### MATERIALS PROVIDED

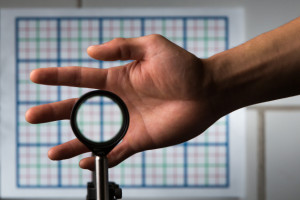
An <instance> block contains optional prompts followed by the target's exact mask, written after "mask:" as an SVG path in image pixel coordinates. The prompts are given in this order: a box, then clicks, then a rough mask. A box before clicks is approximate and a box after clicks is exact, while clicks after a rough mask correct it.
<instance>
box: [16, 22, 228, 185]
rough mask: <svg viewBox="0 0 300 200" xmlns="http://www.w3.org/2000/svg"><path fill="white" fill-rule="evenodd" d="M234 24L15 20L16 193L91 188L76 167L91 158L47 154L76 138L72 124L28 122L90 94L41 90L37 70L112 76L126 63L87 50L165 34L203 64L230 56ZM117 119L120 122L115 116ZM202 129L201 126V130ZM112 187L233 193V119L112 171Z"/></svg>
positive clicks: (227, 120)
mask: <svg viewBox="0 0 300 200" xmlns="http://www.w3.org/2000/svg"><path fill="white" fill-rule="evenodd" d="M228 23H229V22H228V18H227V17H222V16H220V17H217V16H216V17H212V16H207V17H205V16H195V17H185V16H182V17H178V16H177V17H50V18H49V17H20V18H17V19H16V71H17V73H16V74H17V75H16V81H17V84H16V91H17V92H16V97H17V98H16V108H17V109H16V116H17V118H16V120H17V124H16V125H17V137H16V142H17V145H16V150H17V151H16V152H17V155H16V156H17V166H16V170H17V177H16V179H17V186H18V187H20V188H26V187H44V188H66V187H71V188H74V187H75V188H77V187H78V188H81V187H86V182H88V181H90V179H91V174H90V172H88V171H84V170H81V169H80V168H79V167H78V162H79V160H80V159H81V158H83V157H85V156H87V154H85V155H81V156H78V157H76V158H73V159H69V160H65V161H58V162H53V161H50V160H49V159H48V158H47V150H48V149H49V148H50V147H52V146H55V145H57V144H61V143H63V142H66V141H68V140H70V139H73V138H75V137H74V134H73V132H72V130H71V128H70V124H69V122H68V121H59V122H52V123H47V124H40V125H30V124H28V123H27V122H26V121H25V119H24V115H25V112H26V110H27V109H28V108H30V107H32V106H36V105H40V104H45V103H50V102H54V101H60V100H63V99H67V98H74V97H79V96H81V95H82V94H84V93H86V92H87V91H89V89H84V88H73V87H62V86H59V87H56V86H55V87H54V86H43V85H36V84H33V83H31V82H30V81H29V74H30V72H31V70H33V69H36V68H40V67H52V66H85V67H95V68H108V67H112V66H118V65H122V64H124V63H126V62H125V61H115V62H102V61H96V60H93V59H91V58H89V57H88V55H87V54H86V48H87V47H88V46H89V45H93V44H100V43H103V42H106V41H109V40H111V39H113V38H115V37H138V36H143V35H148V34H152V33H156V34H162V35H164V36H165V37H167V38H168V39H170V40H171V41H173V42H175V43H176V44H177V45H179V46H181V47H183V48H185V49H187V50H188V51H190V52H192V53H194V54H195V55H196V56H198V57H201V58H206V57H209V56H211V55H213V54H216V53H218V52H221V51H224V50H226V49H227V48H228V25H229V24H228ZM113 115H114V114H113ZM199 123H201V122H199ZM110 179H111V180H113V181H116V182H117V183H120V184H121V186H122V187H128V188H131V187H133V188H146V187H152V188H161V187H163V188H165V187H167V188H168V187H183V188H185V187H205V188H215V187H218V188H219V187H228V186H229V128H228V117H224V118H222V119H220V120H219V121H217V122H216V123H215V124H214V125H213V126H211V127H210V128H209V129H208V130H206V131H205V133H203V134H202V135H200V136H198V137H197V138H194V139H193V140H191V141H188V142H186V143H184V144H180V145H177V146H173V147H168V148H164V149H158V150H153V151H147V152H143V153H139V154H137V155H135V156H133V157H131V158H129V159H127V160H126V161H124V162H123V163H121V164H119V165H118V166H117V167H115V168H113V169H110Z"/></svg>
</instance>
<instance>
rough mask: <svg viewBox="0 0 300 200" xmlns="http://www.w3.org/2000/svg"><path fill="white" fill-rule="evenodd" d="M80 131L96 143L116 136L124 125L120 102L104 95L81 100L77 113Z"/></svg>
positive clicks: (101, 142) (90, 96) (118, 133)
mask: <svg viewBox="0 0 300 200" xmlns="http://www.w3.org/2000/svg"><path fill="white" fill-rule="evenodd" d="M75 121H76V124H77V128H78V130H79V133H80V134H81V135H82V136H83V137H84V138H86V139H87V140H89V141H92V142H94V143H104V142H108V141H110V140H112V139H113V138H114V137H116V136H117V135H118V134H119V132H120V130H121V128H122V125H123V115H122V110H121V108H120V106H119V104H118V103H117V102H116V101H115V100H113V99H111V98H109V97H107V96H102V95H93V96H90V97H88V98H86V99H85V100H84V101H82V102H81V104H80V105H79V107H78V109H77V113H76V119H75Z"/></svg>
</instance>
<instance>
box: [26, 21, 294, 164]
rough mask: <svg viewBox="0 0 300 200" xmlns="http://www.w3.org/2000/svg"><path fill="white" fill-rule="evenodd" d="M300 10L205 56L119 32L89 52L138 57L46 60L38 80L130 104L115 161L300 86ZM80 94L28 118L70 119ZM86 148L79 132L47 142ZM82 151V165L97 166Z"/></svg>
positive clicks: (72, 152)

######

AIM OF THE TASK |
Can you return every line above verbatim, omitting the pictures?

ANSWER SECTION |
An <instance> block contains optional prompts followed by the target's exact mask, written after "mask:" as an SVG path in image pixel coordinates. The prompts are given in this order: a box, then clicks, then a rough mask. A box before clicks is approximate and a box after clicks is exact, while clicks after a rough mask correct it.
<instance>
box: [16, 22, 228, 185]
rough mask: <svg viewBox="0 0 300 200" xmlns="http://www.w3.org/2000/svg"><path fill="white" fill-rule="evenodd" d="M234 24L15 20L16 193L91 188L76 167L91 158L47 154L76 138L72 124L28 122L90 94L41 90L37 70L112 76L126 63L87 50L165 34L203 64L230 56ZM117 119L120 122L115 116ZM202 129L201 126V130ZM112 187L233 193V119L112 171Z"/></svg>
positive clicks: (227, 120)
mask: <svg viewBox="0 0 300 200" xmlns="http://www.w3.org/2000/svg"><path fill="white" fill-rule="evenodd" d="M228 23H229V22H228V18H227V17H222V16H220V17H217V16H216V17H212V16H207V17H205V16H195V17H185V16H182V17H178V16H177V17H50V18H49V17H20V18H17V19H16V71H17V73H16V74H17V75H16V81H17V84H16V91H17V92H16V97H17V98H16V108H17V109H16V116H17V118H16V120H17V124H16V125H17V137H16V142H17V145H16V150H17V151H16V152H17V155H16V156H17V166H16V170H17V177H16V179H17V186H18V187H20V188H26V187H44V188H66V187H71V188H74V187H75V188H77V187H78V188H81V187H86V182H88V181H90V179H91V174H90V172H88V171H84V170H81V169H80V168H79V167H78V162H79V160H80V159H81V158H83V157H85V156H87V154H85V155H81V156H78V157H76V158H73V159H69V160H65V161H58V162H53V161H50V160H49V159H48V158H47V150H48V149H49V148H50V147H52V146H55V145H57V144H61V143H63V142H66V141H68V140H70V139H73V138H75V137H74V134H73V132H72V130H71V128H70V124H69V122H68V121H59V122H52V123H47V124H40V125H30V124H28V123H27V122H26V121H25V119H24V115H25V112H26V110H27V109H28V108H30V107H32V106H36V105H40V104H45V103H50V102H54V101H60V100H63V99H67V98H74V97H79V96H81V95H82V94H84V93H86V92H87V91H89V89H84V88H73V87H62V86H59V87H56V86H55V87H54V86H43V85H36V84H33V83H31V82H30V81H29V74H30V72H31V70H33V69H36V68H40V67H52V66H85V67H95V68H108V67H112V66H118V65H122V64H124V63H126V62H125V61H115V62H102V61H96V60H93V59H91V58H89V57H88V55H87V54H86V48H87V47H88V46H89V45H93V44H100V43H103V42H106V41H109V40H111V39H113V38H115V37H138V36H143V35H148V34H152V33H156V34H162V35H164V36H165V37H167V38H168V39H170V40H171V41H173V42H175V43H176V44H177V45H179V46H181V47H183V48H185V49H187V50H188V51H190V52H192V53H194V54H195V55H196V56H198V57H201V58H206V57H209V56H211V55H213V54H216V53H218V52H221V51H224V50H226V49H227V48H228V25H229V24H228ZM113 115H114V114H113ZM199 123H201V122H199ZM110 179H111V180H113V181H116V182H117V183H120V184H121V186H122V187H128V188H131V187H133V188H146V187H152V188H161V187H163V188H165V187H167V188H168V187H183V188H185V187H205V188H215V187H218V188H219V187H228V186H229V128H228V117H224V118H222V119H220V120H219V121H217V122H216V123H215V124H214V125H213V126H211V127H210V128H209V129H208V130H206V131H205V133H203V134H202V135H200V136H198V137H197V138H194V139H193V140H191V141H188V142H186V143H184V144H180V145H177V146H173V147H168V148H164V149H158V150H153V151H147V152H143V153H139V154H137V155H135V156H133V157H131V158H129V159H127V160H126V161H124V162H123V163H121V164H119V165H118V166H117V167H115V168H113V169H110Z"/></svg>
</instance>
<instance>
rough mask: <svg viewBox="0 0 300 200" xmlns="http://www.w3.org/2000/svg"><path fill="white" fill-rule="evenodd" d="M80 131L96 143L116 136L124 125L120 102L104 95L81 100L77 113Z"/></svg>
positive clicks: (101, 142) (90, 96) (118, 133)
mask: <svg viewBox="0 0 300 200" xmlns="http://www.w3.org/2000/svg"><path fill="white" fill-rule="evenodd" d="M75 121H76V124H77V128H78V130H79V133H80V134H81V135H82V136H83V137H84V138H86V139H87V140H89V141H92V142H94V143H104V142H108V141H110V140H112V139H113V138H114V137H116V136H117V135H118V134H119V132H120V130H121V128H122V125H123V115H122V110H121V108H120V106H119V104H118V103H117V102H116V101H115V100H113V99H111V98H109V97H107V96H102V95H93V96H90V97H88V98H86V99H85V100H84V101H82V102H81V104H80V105H79V107H78V109H77V113H76V119H75Z"/></svg>
</instance>
<instance>
box: [26, 21, 294, 164]
rough mask: <svg viewBox="0 0 300 200" xmlns="http://www.w3.org/2000/svg"><path fill="white" fill-rule="evenodd" d="M300 10L205 56L119 32L89 52L138 57L46 60L38 80L130 104L115 161L300 86ZM80 94L28 118L70 119ZM86 148L79 132L47 142ZM82 151V165L97 166Z"/></svg>
positive clicks: (72, 152)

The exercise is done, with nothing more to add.